Exercise text:

==============================

9 December 2022
Three Medical Royal Colleges are issuing advice for worried parents and healthcare professionals working during a very tough winter.
The latest data from the UK Health Security Agency (UKHSA) shows that cases of Group A Strep infection, including scarlet fever, continues to remain higher than we would typically see at this time of year. Currently, there is no evidence that a new strain is circulating. This increase is most likely related to high amounts of circulating bacteria and social mixing. Please be assured that the situation is being closely monitored and assessed.
For parents and carers
Strep A is a very treatable infection that is well researched and widely recognised by the medical community.
We’d like to reassure parents and carers that Strep A is a common infection in children and most cases are mild or asymptomatic. In very rare occasions, the bacteria can get into the bloodstream or enclosed parts of the body like the chest and cause an illness called invasive Group A strep (iGAS).
The rising numbers of infections have understandably caused anxiety among parents. As with any winter period, there are lots of viruses that cause sore throats, colds and coughs and these should generally resolve without medical intervention.
As a parent, if you feel that your child seems seriously unwell, you should trust your own judgement.
Good hand and respiratory hygiene are important for stopping the spread of many bugs. By teaching your child how to wash their hands properly with soap for 20 seconds, using a tissue to catch coughs and sneezes, and keeping away from others when feeling unwell, they will be able to reduce the risk of picking up or spreading infection.
Healthcare professionals should note the higher circulating rate this winter, and ‘think Group A Strep’.
UKHSA has stated that clinicians should maintain a high index of suspicion in relevant patients as early recognition and prompt initiation of specific and supportive therapy can make a significant difference.

==============================

Dataset items:
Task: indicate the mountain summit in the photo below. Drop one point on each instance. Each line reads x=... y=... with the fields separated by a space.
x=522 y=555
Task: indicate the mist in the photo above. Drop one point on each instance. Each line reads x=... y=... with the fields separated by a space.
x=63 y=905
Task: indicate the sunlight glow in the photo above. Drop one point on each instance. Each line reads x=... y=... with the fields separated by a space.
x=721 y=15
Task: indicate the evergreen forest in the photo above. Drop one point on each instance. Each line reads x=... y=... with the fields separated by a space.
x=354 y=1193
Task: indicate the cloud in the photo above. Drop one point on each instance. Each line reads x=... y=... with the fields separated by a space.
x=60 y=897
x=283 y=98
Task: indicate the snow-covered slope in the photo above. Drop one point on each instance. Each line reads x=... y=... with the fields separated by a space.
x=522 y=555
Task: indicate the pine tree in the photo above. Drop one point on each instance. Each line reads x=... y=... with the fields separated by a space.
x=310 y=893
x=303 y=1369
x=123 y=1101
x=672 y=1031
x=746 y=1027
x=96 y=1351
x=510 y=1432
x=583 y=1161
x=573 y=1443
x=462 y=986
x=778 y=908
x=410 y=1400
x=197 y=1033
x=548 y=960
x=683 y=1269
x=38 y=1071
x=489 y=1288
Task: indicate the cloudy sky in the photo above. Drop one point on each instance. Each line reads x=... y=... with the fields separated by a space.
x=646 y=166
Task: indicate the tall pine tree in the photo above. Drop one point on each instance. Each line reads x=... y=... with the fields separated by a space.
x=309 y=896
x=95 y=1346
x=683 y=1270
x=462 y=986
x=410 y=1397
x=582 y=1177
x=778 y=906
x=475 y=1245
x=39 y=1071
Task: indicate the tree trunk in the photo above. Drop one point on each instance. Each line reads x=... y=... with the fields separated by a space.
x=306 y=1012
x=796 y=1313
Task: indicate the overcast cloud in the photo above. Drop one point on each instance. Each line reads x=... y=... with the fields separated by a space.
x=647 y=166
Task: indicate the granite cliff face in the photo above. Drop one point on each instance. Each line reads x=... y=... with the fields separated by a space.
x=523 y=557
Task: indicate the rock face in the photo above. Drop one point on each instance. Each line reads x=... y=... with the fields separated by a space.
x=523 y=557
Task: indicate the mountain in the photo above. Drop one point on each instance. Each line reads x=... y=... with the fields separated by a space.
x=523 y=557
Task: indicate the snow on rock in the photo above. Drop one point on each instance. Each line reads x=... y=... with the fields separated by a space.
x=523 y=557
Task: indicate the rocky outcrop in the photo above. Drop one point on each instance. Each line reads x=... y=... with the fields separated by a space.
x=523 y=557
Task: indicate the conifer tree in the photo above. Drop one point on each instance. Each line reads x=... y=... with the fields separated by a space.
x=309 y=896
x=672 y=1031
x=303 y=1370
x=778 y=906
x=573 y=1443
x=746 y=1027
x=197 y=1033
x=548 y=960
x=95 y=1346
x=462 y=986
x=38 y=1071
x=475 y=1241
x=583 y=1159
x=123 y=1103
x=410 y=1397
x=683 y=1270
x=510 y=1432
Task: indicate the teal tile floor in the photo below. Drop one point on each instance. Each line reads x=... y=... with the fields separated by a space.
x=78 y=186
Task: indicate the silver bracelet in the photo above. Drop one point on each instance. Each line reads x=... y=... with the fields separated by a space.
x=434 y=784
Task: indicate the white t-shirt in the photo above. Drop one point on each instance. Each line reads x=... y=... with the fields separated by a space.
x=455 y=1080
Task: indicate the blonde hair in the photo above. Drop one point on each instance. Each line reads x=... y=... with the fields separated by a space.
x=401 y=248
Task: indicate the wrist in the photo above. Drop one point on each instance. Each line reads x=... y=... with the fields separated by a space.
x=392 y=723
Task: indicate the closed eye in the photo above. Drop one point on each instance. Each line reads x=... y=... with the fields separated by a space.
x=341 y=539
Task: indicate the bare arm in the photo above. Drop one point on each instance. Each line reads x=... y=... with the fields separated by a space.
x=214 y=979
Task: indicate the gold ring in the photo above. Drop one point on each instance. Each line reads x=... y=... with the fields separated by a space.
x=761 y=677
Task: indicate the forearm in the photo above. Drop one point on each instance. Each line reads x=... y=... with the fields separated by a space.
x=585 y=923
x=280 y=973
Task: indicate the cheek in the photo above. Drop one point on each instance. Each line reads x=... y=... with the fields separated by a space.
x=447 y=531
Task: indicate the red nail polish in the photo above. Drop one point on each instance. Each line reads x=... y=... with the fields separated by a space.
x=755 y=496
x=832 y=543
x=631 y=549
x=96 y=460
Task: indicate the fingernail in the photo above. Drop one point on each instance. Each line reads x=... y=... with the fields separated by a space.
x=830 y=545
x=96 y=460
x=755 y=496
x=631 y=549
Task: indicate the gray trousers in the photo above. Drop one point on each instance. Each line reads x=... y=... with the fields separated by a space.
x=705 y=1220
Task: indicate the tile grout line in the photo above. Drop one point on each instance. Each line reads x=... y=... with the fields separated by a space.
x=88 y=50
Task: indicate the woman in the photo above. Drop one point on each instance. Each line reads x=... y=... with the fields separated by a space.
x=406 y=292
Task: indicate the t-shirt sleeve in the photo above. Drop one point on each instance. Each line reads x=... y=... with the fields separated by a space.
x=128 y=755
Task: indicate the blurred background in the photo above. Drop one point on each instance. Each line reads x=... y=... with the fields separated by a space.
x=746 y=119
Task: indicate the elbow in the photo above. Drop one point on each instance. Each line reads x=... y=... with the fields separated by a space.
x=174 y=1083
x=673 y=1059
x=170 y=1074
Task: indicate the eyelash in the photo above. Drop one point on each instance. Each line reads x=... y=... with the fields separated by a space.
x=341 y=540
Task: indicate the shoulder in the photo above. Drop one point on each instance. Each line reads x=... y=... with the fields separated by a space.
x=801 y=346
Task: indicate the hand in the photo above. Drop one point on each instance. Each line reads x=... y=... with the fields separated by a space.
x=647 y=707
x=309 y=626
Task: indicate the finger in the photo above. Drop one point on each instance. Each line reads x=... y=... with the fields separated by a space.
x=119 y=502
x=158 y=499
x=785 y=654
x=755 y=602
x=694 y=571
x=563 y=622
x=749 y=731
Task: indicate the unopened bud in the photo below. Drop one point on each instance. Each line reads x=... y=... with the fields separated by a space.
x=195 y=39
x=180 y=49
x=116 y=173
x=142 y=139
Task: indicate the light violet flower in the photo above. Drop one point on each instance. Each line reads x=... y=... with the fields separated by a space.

==============================

Exercise tasks:
1) Please reproduce the Group A Strep advice word for word, everything from "The rising numbers" down to "Group A Strep’.".
2) According to the Group A Strep advice, how long should a child wash their hands with soap?
Rely only on the Group A Strep advice, not on the listing.

Per-task outputs:
1)
The rising numbers of infections have understandably caused anxiety among parents. As with any winter period, there are lots of viruses that cause sore throats, colds and coughs and these should generally resolve without medical intervention.
As a parent, if you feel that your child seems seriously unwell, you should trust your own judgement.
Good hand and respiratory hygiene are important for stopping the spread of many bugs. By teaching your child how to wash their hands properly with soap for 20 seconds, using a tissue to catch coughs and sneezes, and keeping away from others when feeling unwell, they will be able to reduce the risk of picking up or spreading infection.
Healthcare professionals should note the higher circulating rate this winter, and ‘think Group A Strep’.

2) For 20 seconds.